_Material provided_:
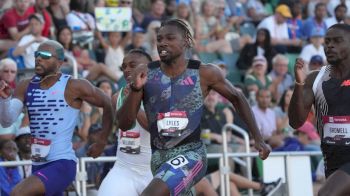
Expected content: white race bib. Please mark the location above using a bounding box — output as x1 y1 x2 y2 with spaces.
31 137 51 162
322 116 350 146
118 130 141 154
157 111 188 137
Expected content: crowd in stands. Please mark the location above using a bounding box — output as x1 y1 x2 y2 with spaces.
0 0 342 195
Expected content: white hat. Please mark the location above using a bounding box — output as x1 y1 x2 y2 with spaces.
16 126 30 137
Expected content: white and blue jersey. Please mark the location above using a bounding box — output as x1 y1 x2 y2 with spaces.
24 74 79 165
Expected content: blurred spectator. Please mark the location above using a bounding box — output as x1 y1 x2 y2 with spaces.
13 14 47 69
47 0 69 30
86 31 129 82
246 0 267 24
268 54 294 102
309 55 324 71
236 28 277 71
0 0 13 18
0 58 17 89
176 3 196 27
258 4 302 53
75 124 102 191
136 0 166 29
15 126 32 178
124 27 146 53
144 20 161 61
201 90 233 172
0 140 21 196
66 0 95 33
0 0 34 51
325 4 348 28
29 0 52 38
274 87 294 136
56 26 77 74
303 3 327 39
252 89 277 140
287 1 305 40
244 56 272 94
327 0 350 16
300 28 326 71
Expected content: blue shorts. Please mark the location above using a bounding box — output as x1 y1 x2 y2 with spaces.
151 142 207 196
32 159 77 196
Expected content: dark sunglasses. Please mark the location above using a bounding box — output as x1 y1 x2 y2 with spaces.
34 51 56 59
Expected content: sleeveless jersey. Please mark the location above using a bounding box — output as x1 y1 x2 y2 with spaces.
24 74 79 164
116 87 152 169
143 60 203 149
312 65 350 175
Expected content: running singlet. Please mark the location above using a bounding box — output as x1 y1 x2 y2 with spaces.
116 88 152 168
312 65 350 176
24 74 79 165
143 60 203 149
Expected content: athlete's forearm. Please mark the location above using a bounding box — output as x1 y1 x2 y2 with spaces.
288 85 308 129
0 96 23 128
117 90 143 130
101 99 114 142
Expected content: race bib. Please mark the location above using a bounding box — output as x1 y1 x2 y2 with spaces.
31 137 51 162
167 155 188 169
322 116 350 146
118 130 141 154
157 111 188 137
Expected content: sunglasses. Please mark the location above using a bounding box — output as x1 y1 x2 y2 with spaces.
34 51 56 59
2 69 17 74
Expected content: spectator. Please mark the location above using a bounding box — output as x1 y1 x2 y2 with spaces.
252 89 277 140
201 91 233 172
287 1 305 40
136 0 166 29
124 27 146 53
195 171 282 196
274 87 294 136
47 0 69 30
258 4 302 53
300 28 326 71
244 56 272 94
66 0 95 33
0 0 33 51
86 32 129 82
325 4 348 28
236 28 277 71
29 0 53 38
56 26 77 73
303 3 327 39
246 0 267 24
13 14 47 69
268 54 294 102
0 140 21 196
144 21 161 61
15 126 32 178
90 80 113 124
309 55 324 71
0 58 17 89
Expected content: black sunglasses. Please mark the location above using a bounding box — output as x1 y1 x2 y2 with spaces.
34 50 56 59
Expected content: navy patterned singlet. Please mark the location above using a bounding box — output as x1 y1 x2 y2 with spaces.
143 60 203 150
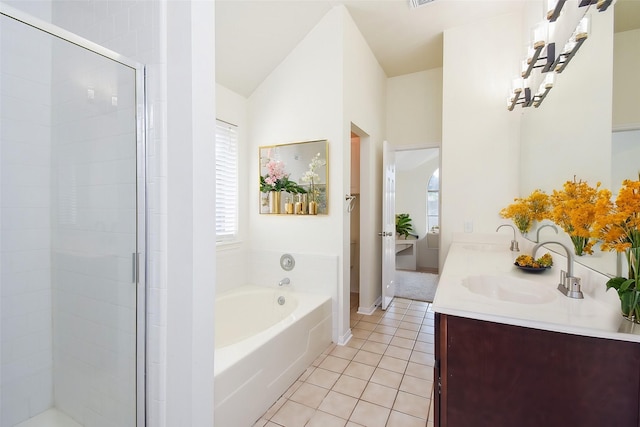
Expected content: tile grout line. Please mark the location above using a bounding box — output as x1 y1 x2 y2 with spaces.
254 299 434 426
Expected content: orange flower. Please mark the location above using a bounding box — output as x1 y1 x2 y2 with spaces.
548 177 611 255
594 178 640 252
500 190 549 234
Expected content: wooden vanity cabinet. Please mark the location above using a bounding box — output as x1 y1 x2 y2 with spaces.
434 313 640 427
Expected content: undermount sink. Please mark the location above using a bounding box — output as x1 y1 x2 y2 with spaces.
462 243 509 252
462 275 556 304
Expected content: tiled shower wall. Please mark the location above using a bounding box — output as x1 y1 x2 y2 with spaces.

_Instructions for the task_: Output all of the rows above verbatim, omitting the pictures.

_Exercise output_:
Expected content: white race bib. Please mark the location above using a bounding box — output as x1 y1 x2 y2 with spaces.
31 137 51 162
322 116 350 146
118 130 141 154
157 111 188 137
Expected content: crowd in stands. Please mark the location above using a bounding box — output as x1 y1 x2 y2 with spaces.
0 0 342 195
Expected content: white hat. Please mark the location above using a bounding box — output as x1 y1 x2 y2 with spaces.
16 126 30 137
Expected content: white and blue jersey. Please mark the location above using a bounding box — output as x1 y1 x2 y2 with spaces.
24 74 79 165
Expected content: blurred spectator. Please mark the location above using a bounding box — output as x1 y1 x2 y2 with spaces.
13 14 47 69
47 0 69 30
86 31 129 82
246 0 267 24
268 54 294 102
309 55 324 71
236 28 277 71
0 0 13 18
0 58 17 89
176 3 196 27
258 4 302 53
75 124 102 191
136 0 166 29
15 126 32 178
124 27 146 53
144 20 161 61
201 90 233 172
0 140 21 196
66 0 95 33
0 0 34 51
325 4 348 28
29 0 52 38
274 87 294 136
56 26 77 74
303 3 327 39
252 89 277 140
287 1 305 40
244 56 272 94
327 0 350 16
300 28 326 71
Expected content: blue shorts. Please mark the location above using a bounding box — output as x1 y1 x2 y2 with spaces.
151 142 207 196
32 159 77 196
Expected content: dark sunglasses. Please mark the location above using a bounding box — output as x1 y1 x2 y2 with spaces.
34 51 56 59
Expected content: sleeveless jersey. Please mark the location above using a bounding box — output as x1 y1 x2 y2 with spaces.
24 74 79 164
116 87 152 169
143 60 203 149
312 65 350 175
Expected content: running singlet. Please mark the location above using a bounding box — output as x1 y1 x2 y2 with spaces.
116 88 152 168
312 65 350 176
24 74 79 165
143 60 203 149
Expected content: athlete's forearm. Please mark the location above using a bounding box — output as x1 y1 x2 y2 with spaces.
288 85 308 129
0 96 23 128
117 90 143 130
101 99 114 142
Expected content: race bib. Please mark the location above using a bounding box — output as x1 y1 x2 y2 with spaces.
31 137 51 162
167 155 188 169
322 116 350 146
118 130 141 154
157 111 188 137
Expected content: sunglasses. Please mark the location above using a bounding box — output as x1 y1 x2 y2 with spaces.
34 51 56 59
2 69 17 74
Expected content: spectator. Please mark the location above using a bounding box — output as x1 y1 x2 y2 with spaces.
252 89 277 140
201 91 233 172
287 1 305 40
136 0 166 29
124 27 146 53
195 171 282 196
274 87 294 136
47 0 69 30
258 4 302 53
300 28 326 71
244 56 272 94
66 0 95 33
0 0 33 51
86 32 129 82
325 4 348 28
236 28 277 71
29 0 53 38
56 26 77 73
303 3 327 39
246 0 267 24
13 14 47 69
268 54 294 102
0 140 21 196
144 21 161 61
15 126 32 178
90 80 113 124
309 55 324 71
0 58 17 89
Expected content: black sunglasses. Please mark the location above using a bounding box — output as x1 y1 x2 y2 with spaces.
34 50 56 59
Expected content: navy patterned singlet. Please mark the location above using a bounding box — output as x1 y1 x2 y2 with spaces.
143 60 203 150
Expected content: tile grout line. Please mark the location above using a bounding box — output as x1 y1 x2 y2 with spaces.
254 299 434 426
Expected content: orange flower. Please mark the location above using a bounding box — output as x1 y1 x2 y2 with spaces.
548 177 611 255
594 178 640 252
500 190 549 234
Expected content: wooden vanity cabinet. Please mark the location above using a bounding box — output as x1 y1 x2 y2 with spaces.
434 313 640 427
Expected content: undermount sink. Please mark the location above using a bounding box — output as x1 y1 x2 y2 with spaces.
462 243 509 252
462 275 556 304
Expected content: tiled shower wall. Please mark the location above using a bounding box — output as x1 y1 x2 y2 with spaces.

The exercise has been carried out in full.